# [Text for analysis]
What is it about the ascription of such a word, that there can be a direct correlation or, if taken in a different context, some mere connection but no causality? We can say of a person, “He is responsible for X”, and yet never have directly encountered X or (if a person) never even have met X.
Thus of monsters and thugs throughout history, for instance, we might say that “Stalin was responsible for 20 million deaths, at least,” or that Mao was “responsible” for a 100 million peasants dying during the late 50s; or, of course, of ascribing to Hitler the countless millions; and, so that we don’t leave out other “responsible” monsters of history, of Pol Pot, Idi Amin and many others besides, though we cannot link a causality that would pass Hume’s skeptical test of anything more than events following one upon another, we nevertheless accept that all such political figures were “responsible” for the deaths of millions.
What is the criteria in coming to such a conclusion? Is it a negative proposition — that if X had the power or position to prevent such events from occurring, then Responsibility-Y can be ascribed? Or must it be a positive declaration: If X engaged in Acts A, B and C, then Responsibility-Y can be attributable to Individual-W; and further, if only Acts A & B, but not C, then less so; and if only Act A, but not B & C, even less so?
“Responsibility”, of course, is a malleable and transitive concept; it can change with the contextual winds of opinion, historical perspective and a cultural shift of viewpoints. Look at how we approach our Founding Fathers — of responsibility for the slave issue in the United States, but somehow excusing each if (A) any one of them willed that they would be freed upon their deaths, (B) that one was “personally” against the issue but for economic, practical reasons were “forced” to go along or (C) they treated them “kindly” and “responsibly” (here, we have a double-meaning of the term, for such an individual was both “responsible” as well as being ascribed the “responsibility” of being a slave owner).
Or, look at the manner in which America treated Native Americans — of a genocidal history no less cruel than Mao’s starvation of the peasantry; and yet, because of such grand concepts as “manifest destiny” and the depiction of an entire populace as “uncivilized”, we can avert “responsibility” by distancing the causal agents; and the greater distance between the agents, the less we ascribe responsibility.
On a lesser scale, what about work? If work suffers and there is no reason for it but laziness and lack of attention, we ascribe “responsibility”. But what if a medical condition prevents the Federal or Postal employee from performing one or more of the essential elements of one’s positional duties — is that Federal or Postal employee “responsible”?
The short answer is a “no” — and that is recognized by “the Law”, in statutes, regulations and case-laws cumulatively aggregated under the conceptual aegis of “Federal Disability Retirement Law”. It is precisely because society recognizes that a medical condition itself — and not the individual — is directly responsible for one’s inability to perform one or more of the essential elements of one’s positional duties, that Federal disability retirement exists as a benefit to pursue.
But it cannot be accessed until and unless there is an affirmative step taken by the Federal or Postal employee, by preparing, formulating and filing an effective Federal Disability Retirement application, filed with the U.S. Office of Personnel Management, whether the Federal or Postal employee is under FERS, CSRS or CSRS Offset. That is where “responsibility” comes into play as a direct causal link — of initiating the steps and actually filing.

# [Records shown]
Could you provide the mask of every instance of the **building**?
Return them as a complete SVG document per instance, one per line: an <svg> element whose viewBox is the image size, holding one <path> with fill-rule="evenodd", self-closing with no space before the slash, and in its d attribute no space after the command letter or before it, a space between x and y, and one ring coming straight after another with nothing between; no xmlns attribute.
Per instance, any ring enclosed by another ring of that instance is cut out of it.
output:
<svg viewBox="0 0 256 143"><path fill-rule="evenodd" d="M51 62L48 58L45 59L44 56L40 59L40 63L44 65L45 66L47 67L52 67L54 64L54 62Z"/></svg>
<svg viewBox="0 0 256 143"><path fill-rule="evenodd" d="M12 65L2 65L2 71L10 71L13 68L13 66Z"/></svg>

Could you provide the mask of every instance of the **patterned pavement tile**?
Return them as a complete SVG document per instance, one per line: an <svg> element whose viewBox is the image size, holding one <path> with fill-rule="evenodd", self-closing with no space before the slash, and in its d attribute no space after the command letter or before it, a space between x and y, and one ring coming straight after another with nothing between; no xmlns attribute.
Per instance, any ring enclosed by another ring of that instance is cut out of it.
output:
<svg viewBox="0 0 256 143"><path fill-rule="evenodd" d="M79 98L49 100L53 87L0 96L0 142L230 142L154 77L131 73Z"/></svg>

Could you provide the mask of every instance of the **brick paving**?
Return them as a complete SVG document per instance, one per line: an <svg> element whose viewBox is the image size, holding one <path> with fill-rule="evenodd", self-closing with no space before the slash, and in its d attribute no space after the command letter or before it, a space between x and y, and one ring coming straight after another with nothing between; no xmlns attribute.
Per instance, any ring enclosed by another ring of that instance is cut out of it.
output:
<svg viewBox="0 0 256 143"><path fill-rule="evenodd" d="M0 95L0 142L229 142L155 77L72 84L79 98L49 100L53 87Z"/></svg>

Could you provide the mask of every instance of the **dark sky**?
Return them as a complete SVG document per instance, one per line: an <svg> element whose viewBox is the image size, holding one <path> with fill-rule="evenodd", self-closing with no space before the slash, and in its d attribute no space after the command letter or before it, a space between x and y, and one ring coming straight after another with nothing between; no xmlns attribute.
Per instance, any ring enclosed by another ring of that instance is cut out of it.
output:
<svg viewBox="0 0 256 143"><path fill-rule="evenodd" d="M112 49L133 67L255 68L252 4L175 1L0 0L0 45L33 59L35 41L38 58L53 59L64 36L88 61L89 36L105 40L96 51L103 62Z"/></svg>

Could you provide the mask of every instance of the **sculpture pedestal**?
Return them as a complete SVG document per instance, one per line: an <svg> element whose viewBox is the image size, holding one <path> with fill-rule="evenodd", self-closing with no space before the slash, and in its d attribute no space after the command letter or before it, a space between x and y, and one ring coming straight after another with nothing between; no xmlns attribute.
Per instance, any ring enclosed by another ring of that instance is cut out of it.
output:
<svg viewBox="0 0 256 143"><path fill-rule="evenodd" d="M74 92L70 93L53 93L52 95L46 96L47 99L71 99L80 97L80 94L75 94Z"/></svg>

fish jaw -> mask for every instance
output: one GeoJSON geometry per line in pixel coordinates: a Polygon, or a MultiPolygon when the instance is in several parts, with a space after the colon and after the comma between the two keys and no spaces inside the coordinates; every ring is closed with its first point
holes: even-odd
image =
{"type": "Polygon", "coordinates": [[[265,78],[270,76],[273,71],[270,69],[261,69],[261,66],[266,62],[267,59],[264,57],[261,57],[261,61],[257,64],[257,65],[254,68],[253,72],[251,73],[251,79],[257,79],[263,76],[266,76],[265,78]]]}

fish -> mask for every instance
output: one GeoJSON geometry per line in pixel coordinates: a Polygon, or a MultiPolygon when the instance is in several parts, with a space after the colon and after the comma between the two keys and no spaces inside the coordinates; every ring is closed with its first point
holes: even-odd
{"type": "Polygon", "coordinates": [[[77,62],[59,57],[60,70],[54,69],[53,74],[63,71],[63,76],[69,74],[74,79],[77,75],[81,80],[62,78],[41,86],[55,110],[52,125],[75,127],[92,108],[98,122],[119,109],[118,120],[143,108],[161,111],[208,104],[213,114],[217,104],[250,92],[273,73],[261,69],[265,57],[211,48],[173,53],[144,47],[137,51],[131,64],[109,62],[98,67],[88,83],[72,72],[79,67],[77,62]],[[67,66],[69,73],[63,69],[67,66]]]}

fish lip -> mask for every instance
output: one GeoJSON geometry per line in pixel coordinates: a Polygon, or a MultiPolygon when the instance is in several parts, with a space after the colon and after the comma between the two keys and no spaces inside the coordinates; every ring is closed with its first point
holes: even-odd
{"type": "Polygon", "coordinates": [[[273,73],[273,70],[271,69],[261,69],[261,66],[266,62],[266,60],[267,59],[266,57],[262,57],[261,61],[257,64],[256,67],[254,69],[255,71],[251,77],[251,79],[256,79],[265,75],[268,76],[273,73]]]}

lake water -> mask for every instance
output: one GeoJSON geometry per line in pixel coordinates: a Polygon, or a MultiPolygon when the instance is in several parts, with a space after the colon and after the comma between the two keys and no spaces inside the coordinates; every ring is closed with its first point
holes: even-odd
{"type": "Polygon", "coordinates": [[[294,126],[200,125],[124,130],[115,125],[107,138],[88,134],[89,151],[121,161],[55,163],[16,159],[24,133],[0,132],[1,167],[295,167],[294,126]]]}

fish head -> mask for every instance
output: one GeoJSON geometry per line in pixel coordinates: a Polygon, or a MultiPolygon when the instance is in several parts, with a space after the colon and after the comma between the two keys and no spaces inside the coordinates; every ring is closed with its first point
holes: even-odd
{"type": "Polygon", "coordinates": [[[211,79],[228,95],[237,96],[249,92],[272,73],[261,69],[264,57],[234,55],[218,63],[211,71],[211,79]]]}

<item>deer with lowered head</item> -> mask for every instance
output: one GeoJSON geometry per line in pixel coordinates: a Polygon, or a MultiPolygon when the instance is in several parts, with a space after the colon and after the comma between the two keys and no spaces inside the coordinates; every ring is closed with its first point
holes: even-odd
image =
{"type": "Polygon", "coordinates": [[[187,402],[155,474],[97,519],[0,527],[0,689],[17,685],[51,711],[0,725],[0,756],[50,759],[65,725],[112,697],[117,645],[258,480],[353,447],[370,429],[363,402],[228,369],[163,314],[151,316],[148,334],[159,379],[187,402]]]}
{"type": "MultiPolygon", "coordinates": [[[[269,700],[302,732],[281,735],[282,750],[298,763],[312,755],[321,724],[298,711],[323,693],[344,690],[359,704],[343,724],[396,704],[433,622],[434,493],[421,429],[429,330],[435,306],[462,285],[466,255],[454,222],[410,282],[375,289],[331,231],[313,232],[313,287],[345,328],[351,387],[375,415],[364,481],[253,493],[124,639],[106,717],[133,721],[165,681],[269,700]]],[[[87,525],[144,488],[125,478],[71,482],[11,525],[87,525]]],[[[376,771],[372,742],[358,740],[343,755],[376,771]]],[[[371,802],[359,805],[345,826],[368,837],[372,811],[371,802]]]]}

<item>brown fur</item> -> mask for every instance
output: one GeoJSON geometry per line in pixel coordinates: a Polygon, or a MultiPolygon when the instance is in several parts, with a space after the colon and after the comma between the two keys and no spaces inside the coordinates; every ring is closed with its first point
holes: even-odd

# [Action item]
In the essay on responsibility, give the stretch from "Or, look at" through "we ascribe responsibility." again, replacing "Native Americans" with "Indigenous peoples".

# [Result of the task]
Or, look at the manner in which America treated Indigenous peoples — of a genocidal history no less cruel than Mao’s starvation of the peasantry; and yet, because of such grand concepts as “manifest destiny” and the depiction of an entire populace as “uncivilized”, we can avert “responsibility” by distancing the causal agents; and the greater distance between the agents, the less we ascribe responsibility.